[Pointing dataset excerpts]

□ □ □ □

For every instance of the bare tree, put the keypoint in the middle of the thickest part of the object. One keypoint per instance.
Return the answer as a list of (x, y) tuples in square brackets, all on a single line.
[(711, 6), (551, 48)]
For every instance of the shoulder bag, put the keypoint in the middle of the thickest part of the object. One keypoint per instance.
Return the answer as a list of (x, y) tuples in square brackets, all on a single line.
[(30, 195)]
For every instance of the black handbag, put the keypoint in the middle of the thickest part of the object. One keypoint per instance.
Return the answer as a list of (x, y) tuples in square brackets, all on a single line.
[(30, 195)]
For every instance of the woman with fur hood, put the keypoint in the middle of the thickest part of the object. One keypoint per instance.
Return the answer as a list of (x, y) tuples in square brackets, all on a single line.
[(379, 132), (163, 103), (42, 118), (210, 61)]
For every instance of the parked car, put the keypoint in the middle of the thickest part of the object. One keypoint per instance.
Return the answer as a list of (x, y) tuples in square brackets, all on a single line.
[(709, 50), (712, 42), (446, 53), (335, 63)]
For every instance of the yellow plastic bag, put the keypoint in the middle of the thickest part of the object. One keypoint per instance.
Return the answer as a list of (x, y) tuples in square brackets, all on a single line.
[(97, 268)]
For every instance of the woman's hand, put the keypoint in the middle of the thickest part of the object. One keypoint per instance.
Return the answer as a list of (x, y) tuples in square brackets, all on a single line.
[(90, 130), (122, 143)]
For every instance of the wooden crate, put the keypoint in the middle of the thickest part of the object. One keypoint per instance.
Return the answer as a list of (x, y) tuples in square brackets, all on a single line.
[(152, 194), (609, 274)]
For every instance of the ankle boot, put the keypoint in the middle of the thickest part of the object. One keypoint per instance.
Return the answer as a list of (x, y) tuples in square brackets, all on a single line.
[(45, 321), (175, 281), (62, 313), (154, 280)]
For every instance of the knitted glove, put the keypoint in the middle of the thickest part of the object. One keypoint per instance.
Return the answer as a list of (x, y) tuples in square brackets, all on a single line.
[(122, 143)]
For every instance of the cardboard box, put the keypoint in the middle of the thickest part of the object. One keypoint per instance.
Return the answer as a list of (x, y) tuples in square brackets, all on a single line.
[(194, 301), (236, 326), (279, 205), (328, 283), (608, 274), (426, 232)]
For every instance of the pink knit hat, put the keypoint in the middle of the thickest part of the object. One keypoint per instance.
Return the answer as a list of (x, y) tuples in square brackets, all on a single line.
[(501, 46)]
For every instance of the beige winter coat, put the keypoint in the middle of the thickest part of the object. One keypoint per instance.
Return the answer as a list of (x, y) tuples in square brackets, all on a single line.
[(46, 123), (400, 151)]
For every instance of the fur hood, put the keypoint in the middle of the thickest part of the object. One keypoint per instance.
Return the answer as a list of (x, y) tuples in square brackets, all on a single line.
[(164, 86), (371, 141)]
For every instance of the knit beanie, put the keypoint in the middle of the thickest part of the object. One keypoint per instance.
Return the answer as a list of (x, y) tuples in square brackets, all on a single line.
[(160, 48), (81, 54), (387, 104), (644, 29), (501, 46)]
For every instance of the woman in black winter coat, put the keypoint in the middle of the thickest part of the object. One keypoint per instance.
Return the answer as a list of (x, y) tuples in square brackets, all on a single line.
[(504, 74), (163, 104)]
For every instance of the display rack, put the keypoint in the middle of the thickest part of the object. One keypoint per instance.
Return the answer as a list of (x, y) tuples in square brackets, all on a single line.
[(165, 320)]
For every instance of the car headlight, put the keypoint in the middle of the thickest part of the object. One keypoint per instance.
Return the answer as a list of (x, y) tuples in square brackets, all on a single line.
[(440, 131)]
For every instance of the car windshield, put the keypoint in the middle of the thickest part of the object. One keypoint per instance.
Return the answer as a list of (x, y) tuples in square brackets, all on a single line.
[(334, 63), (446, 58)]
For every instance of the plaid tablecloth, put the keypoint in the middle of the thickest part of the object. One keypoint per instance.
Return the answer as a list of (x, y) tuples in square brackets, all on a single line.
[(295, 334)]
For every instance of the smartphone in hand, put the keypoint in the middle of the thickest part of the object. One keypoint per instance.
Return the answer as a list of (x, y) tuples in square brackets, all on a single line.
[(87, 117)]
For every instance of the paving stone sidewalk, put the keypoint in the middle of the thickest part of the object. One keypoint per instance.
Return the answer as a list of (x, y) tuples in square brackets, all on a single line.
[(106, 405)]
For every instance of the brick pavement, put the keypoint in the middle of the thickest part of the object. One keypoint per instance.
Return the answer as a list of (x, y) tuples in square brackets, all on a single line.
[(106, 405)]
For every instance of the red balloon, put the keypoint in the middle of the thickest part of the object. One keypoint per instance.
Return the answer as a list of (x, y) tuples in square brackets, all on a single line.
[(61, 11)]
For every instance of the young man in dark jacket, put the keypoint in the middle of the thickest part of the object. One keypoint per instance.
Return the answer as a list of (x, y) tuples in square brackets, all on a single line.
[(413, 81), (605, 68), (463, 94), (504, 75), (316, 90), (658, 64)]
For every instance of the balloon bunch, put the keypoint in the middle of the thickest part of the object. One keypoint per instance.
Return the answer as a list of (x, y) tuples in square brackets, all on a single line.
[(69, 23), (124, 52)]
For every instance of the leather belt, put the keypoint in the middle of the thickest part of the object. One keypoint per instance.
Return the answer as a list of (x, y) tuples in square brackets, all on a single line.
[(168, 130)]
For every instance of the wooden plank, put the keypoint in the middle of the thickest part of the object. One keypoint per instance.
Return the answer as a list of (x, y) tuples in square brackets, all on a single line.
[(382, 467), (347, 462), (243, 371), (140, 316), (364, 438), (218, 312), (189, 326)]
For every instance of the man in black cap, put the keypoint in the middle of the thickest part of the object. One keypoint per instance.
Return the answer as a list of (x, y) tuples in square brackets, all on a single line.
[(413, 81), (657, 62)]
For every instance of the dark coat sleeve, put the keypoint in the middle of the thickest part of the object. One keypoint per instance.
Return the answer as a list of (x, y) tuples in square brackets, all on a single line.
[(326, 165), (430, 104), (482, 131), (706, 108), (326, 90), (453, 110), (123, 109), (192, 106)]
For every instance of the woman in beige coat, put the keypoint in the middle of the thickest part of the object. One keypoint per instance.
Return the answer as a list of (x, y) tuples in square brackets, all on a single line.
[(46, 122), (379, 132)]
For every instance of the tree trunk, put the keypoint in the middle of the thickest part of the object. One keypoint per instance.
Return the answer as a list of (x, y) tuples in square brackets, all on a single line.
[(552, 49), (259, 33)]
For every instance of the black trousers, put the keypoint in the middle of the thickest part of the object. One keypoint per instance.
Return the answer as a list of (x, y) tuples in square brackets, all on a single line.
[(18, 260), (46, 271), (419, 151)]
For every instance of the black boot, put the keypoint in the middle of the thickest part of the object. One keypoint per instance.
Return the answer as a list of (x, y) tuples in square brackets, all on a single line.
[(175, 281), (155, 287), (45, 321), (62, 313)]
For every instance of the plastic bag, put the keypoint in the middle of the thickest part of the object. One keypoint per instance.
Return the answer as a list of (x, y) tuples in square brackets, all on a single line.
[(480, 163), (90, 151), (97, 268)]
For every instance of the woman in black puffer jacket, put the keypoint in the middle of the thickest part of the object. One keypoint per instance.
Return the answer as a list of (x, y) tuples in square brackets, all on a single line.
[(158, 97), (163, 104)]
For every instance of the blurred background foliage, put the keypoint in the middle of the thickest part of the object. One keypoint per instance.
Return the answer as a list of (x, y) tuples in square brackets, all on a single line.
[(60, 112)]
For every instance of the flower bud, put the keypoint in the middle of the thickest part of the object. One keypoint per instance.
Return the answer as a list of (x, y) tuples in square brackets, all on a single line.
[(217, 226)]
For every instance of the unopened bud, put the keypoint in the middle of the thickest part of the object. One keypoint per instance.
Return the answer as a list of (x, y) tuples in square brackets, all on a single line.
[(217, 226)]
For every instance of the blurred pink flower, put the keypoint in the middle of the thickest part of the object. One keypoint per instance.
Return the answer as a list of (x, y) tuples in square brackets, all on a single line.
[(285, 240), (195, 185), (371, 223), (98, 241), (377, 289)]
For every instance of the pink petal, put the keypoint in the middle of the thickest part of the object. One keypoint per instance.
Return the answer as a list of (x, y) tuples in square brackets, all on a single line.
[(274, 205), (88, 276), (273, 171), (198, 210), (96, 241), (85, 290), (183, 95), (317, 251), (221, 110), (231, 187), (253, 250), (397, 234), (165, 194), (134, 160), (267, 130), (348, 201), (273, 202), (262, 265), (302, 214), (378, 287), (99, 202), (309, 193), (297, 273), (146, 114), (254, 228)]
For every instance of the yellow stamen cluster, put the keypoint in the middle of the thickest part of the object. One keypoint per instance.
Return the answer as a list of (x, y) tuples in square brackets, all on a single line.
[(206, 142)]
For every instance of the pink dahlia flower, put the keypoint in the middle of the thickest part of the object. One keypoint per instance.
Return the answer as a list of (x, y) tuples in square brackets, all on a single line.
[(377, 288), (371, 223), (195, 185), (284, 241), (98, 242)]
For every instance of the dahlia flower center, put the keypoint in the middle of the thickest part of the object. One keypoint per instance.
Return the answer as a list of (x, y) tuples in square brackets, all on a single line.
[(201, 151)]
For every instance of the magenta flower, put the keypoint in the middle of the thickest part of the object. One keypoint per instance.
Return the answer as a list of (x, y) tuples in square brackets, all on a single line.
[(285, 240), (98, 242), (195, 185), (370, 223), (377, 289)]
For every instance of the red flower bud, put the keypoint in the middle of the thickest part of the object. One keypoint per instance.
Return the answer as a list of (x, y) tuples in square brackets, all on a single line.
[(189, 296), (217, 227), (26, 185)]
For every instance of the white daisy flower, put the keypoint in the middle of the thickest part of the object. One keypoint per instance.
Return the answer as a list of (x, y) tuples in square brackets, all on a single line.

□ □ □ □

▶ **EXERCISE BRIEF**: List the lines of the items that run from the one containing "For every instance of the woman's" through the one containing "[(90, 130), (122, 143)]", numbered, with blank lines dropped.

▶ **RESPONSE TO THIS TASK**:
1. For every instance of the woman's hand, put the keypoint in the middle of the thickest part of the object. One keypoint per instance.
2. Return the answer as a list of (x, y) tuples in square brackets, all on a single line.
3. [(90, 130), (122, 143)]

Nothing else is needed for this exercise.